• _Text shown_

------

The National:

FOR a country that is so dependent on tourism for income, Scotland has made a hash of running the tourist industry in the past.

The problem was that everyone seemed to know what to do to build a successful industry but nobody agreed with each other on how to do it. Yet somehow it prospered.

I well remember a Labour councillor opining that Edinburgh didn’t need to do as much marketing as it did because tourists would always visit the city. And lo it came to pass that NOBODY was visiting the capital because they were in lockdown at home across the world and the city itself was shut.

The pandemic has shown once and for all how Scottish tourism is so heavily based on our history and historic attractions. You can sigh and groan about it all you like but people come here to visit castles, take part in tartanry, and tour the locations where Outlander and Bravehart were made – though much of the latter was filmed in Ireland.

Scottish history is a huge resource for the nation, which is why we should all be worried about the massive blows to the two biggest providers of historic attractions, the National Trust for Scotland (NTS) and Historic Environment Scotland (HES). The difficulties facing NTS have been well reported in The National and elsewhere, but at least they won’t have the talking albatross called Neil Oliver around their necks for much longer. I trust Sir Mark Jones and the executive team to survive and eventually prosper.

------

• _Data extract_
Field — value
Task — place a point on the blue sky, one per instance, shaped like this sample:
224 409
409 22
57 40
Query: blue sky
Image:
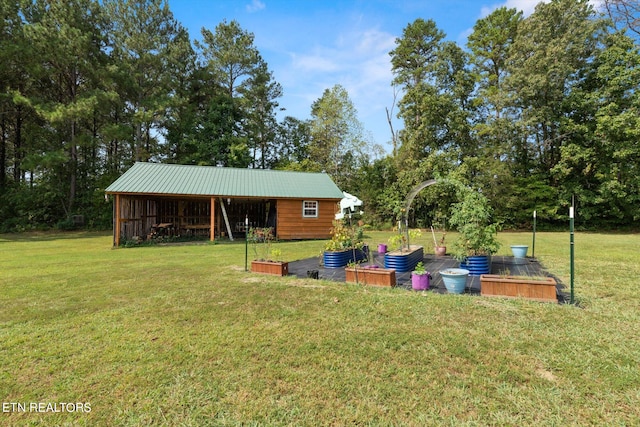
311 45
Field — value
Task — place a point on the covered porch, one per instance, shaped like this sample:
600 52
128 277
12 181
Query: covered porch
147 217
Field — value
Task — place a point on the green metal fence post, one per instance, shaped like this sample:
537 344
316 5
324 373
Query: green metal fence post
571 219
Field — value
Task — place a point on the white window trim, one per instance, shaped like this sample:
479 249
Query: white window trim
305 208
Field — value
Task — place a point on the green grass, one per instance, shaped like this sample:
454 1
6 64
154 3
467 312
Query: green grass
182 335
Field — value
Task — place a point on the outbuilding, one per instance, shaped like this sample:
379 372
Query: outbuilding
218 202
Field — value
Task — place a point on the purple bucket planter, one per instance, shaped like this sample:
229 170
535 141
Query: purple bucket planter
420 282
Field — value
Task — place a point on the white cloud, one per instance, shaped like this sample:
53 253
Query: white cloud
255 6
357 59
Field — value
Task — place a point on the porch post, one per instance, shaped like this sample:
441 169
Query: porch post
213 218
116 228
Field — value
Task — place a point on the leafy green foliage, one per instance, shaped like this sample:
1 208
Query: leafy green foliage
472 218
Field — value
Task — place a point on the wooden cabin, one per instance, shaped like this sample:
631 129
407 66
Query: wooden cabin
155 198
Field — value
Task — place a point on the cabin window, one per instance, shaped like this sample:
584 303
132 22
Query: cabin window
310 209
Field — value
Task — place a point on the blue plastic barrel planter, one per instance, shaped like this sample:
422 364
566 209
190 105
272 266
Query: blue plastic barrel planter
519 251
455 279
477 265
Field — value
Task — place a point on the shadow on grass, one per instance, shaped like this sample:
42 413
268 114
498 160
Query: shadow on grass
51 235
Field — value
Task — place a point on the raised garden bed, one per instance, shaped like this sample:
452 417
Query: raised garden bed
337 259
270 267
404 261
534 288
370 276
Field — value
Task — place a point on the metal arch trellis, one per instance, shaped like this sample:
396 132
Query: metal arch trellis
407 205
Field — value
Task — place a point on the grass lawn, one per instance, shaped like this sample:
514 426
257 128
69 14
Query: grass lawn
182 335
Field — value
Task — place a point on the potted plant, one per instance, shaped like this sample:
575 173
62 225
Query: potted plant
519 251
267 259
477 235
345 245
455 279
420 277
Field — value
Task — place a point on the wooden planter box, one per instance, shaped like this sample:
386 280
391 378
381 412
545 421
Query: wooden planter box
543 289
270 267
404 261
371 276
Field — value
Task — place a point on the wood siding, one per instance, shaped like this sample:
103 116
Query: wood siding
291 224
135 216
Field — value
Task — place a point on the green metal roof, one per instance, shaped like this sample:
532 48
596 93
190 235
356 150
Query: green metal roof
170 179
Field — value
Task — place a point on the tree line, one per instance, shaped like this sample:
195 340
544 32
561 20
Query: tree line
532 111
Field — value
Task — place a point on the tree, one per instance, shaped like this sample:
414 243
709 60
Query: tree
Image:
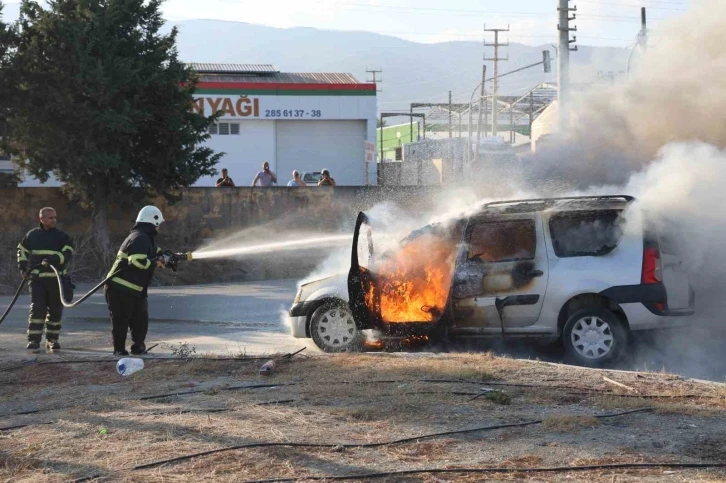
104 103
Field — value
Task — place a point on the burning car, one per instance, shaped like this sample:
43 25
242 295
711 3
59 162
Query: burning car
585 270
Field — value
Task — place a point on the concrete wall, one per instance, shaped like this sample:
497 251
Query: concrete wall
213 212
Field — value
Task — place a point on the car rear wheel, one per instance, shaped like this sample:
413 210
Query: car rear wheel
333 329
594 335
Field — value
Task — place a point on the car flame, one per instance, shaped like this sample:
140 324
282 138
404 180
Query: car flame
413 283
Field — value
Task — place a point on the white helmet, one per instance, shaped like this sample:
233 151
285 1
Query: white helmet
150 214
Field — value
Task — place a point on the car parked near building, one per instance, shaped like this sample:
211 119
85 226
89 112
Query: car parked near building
585 270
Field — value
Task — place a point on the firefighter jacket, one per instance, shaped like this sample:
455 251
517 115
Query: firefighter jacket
40 244
137 259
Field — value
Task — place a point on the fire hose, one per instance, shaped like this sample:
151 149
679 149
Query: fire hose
169 259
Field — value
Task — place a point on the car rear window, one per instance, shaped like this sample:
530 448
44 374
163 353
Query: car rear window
585 233
502 241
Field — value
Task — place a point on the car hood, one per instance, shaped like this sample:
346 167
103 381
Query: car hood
334 285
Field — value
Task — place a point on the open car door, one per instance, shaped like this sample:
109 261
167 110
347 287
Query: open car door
362 294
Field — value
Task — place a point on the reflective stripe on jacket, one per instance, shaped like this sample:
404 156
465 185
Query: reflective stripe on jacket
137 260
39 244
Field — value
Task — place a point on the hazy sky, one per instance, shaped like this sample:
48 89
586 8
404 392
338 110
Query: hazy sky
599 22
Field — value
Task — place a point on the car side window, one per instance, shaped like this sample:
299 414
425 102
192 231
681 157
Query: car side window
586 233
502 241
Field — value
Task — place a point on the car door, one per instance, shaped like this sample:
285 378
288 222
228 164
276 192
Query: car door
501 274
675 274
363 296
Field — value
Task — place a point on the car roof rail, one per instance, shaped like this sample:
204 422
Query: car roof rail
623 198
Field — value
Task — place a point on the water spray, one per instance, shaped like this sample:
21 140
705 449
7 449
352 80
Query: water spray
325 241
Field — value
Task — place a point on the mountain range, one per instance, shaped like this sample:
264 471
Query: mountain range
411 72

------

• _What to work on_
1. State whether each statement below agrees with the article on Scottish tourism. Answer yes or no for each, and quote the deciding words of the article exactly. (a) The article names the National Trust for Scotland and Historic Environment Scotland as the two biggest providers of historic attractions. (b) The writer places trust in Neil Oliver to see the National Trust for Scotland through its difficulties. (c) A Labour councillor held that Edinburgh needed to do more marketing than it did.
2. Reproduce the passage of the article on Scottish tourism that opens with the words containing "FOR a country" and closes with "itself was shut.".

• _Per-task answers_
1.
(a) Yes: "the two biggest providers of historic attractions, the National Trust for Scotland (NTS) and Historic Environment Scotland (HES)"
(b) No: "I trust Sir Mark Jones and the executive team to survive and eventually prosper."
(c) No: "opining that Edinburgh didn’t need to do as much marketing as it did"

2.
FOR a country that is so dependent on tourism for income, Scotland has made a hash of running the tourist industry in the past.

The problem was that everyone seemed to know what to do to build a successful industry but nobody agreed with each other on how to do it. Yet somehow it prospered.

I well remember a Labour councillor opining that Edinburgh didn’t need to do as much marketing as it did because tourists would always visit the city. And lo it came to pass that NOBODY was visiting the capital because they were in lockdown at home across the world and the city itself was shut.